== SOURCE TEXT ==
Kinesiology researcher wants to keep runners on track
For Mike Jones, variety is the spice of making a living.
He was a massage therapist and instructor for more than a decade. Before that, he was a professional singer trained by Michael Jackson’s vocal coach. Now he’s a clinical assistant professor of kinesiology and nutrition in the College of Applied Health Sciences, helping runners stay on their feet by avoiding injury.
“I’m looking at the correlates of injury risk in runners with iliotibial band syndrome,” which causes pain on the outside of the knee, Jones said. “ITBS seems to be a pest for runners. It’s the No. 2 injury at the knee, after runner’s knee, which is more in the front.”
Jones puts athletes on a treadmill and uses a camera system to track how they’re moving. “How much does the knee, ankle bend?” he said. “Everyone has their own running style. One of the big questions is, ‘Is there an optimal running style?’ No — there is an optimal running style for you.”

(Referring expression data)
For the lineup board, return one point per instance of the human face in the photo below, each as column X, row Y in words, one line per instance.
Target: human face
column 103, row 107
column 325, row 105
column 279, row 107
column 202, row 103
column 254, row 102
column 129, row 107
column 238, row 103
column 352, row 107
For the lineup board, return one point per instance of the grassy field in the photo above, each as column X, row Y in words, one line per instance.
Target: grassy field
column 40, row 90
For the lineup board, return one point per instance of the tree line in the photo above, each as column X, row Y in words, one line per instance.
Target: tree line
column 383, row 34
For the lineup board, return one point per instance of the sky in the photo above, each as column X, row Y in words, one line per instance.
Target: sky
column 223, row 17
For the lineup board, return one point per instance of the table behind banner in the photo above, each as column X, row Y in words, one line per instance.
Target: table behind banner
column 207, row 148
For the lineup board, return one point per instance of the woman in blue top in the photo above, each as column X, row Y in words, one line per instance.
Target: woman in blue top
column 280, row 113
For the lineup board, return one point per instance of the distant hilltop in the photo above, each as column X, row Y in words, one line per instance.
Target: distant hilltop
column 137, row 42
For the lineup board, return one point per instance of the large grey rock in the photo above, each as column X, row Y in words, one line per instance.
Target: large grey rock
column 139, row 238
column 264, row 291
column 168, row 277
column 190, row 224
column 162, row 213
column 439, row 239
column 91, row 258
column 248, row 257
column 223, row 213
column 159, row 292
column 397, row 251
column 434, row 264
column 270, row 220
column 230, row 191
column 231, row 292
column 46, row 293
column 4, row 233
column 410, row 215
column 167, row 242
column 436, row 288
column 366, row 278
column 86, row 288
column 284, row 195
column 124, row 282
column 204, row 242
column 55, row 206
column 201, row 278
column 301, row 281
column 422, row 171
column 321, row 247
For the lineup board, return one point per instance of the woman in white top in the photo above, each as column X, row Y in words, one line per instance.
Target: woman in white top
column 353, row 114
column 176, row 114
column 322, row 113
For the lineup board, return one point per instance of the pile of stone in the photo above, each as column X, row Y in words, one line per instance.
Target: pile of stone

== REQUIRED ACTION ==
Pick up the article about the kinesiology researcher studying runner injuries where it leaves off, and keep writing. You can set the lines above aside; they aren't needed here.

== RESPONSE ==
He specified that he’s talking about an optimal style for reducing injury, not for performance. “I have a unique wrinkle that other investigators of ITBS haven’t looked at — the sensation piece,” he said. “I test the ability of a subject to detect vibration at different locations on their legs.”
A runner’s visit for Jones’ research study lasts two hours. “That’s including a consultation, which is the cookie they get out of it,” Jones said. “The system spits out a report on how they’re moving, and I sit down with them with the results.” His consultation, which may include suggestions for improvement, would have a market value of $200 to $400, he said.
Jones began studying two groups of runners, injured and uninjured, in fall 2013. So far he’s looked at 25 runners, with a goal of 60 in the next year. He also pays attention to gender differences. “For example, we’ll see a knee angle in some female runners that increases injury risk, that’s not in males.”
Jones said the “take-home” is that “we’re hoping to answer questions about what contributes to an injury so we can design more effective treatments.”
He co-teaches a dissection course with Jane Marone, clinical professor of kinesiology and nutrition. “It’s a marvelous thing on a Wednesday morning to hold a person’s personality in your hands — the brain, with all its memories and thoughts,” he said.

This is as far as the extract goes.